#### [SET TASK A]
In the Big Island lava flow thread, copy word for word the stretch from "# lava flow" through "with my wife.".
#### [SET TASK B]
Pick up the forum thread about seeing the Big Island lava flow at the point where it stops, and keep writing it.

#### [PAGE EXTRACT]
──────────

# lava flow on Big Island?



## pacman (Jan 9, 2013)

Heading to BI at the end of February.
Last time I was there, went to view the lava flow into the ocean. Took a walking tour with Kupahua Adventures. I see they are no longer operating.
Would really like to do something similar again, this time with my wife.
Anyone been there recently to view the lava flow? Any recommendations?

Gary


----------



## DeniseM (Jan 10, 2013)

I would go to the Volcano Park website and check-out the current conditions - it changes constantly.  

I think the boat tour looks interesting, and much easier than the hike - if you like boat trips.


----------



## eal (Jan 10, 2013)

We took a helicopter tour from Hilo in early December and the lava flow from the Pu'u O'o crater and into the ocean was amazing!


----------



## GregT (Jan 20, 2013)

We were there in June and lava was flowing in a remote section (and not flowing in the ocean).  We had to hike 3.5-4 miles into old lava fields to see where the new surface flows were occurring -- I was so proud of my kids!!!  the volcano tour people told us this was a very challenging hike (and it was) and not recommended for kids under 13.  The kids never complained...and it was indeed a tough hike, and my kids were 11, 9 and 7 at the time.

So...I hope that the lava is still flowing -- it is a very memorable and highly recommended trip.  

The two websites I would check for status are below... enjoy the trip!

Best,

Greg


http://hvo.wr.usgs.gov/activity/kilaueastatus.php


http://www.nps.gov/havo/planyourvisit/lava2.htm


----------



## SueNJ (Jan 21, 2013)

GregT said:


> We were there in June and was flowing in a remote section (and not flowing in the ocean).  We had to hike 3.5-4 miles into old lava fields to see where the new surface flows were occurring -- I was so proud of my kids!!!  the volcano tour people told us this was a very challenging hike (and it was) and not recommended for kids under 13.  The kids never complained...and it was indeed a tough hike, and my kids were 11, 9 and 7 at the time.
> 
> So...I hope that the lava is still flowing -- it is a very memorable and highly recommended trip.
> 
> ...

──────────

#### [MATERIAL PROVIDED]

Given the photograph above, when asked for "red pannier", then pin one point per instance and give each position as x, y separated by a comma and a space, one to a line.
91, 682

──────────

#### [ANSWER A]
# lava flow on Big Island?



## pacman (Jan 9, 2013)

Heading to BI at the end of February.
Last time I was there, went to view the lava flow into the ocean. Took a walking tour with Kupahua Adventures. I see they are no longer operating.
Would really like to do something similar again, this time with my wife.

#### [ANSWER B]
Greg,

If there is surface lava when we are there this summer we were hoping to do a private tour and hike to the lava fields. We will also have our kids ages 9 and 11 with us. Can you send me the company you used for the tour? Did you hike during the day or evening? I have read a lot of reviews on several tour companies, some better than others. Thanks! Sue


----------



## GregT (Jan 21, 2013)

SueNJ said:


> Greg,
> 
> If there is surface lava when we are there this summer we were hoping to do a private tour and hike to the lava fields. We will also have our kids ages 9 and 11 with us. Can you send me the company you used for the tour? Did you hike during the day or evening? I have read a lot of reviews on several tour companies, some better than others. Thanks! Sue



Sue,

Here's the website of the company that we utilized -- we arranged a private tour for the six of us that were hiking (we also had a cousin with us, she's 23).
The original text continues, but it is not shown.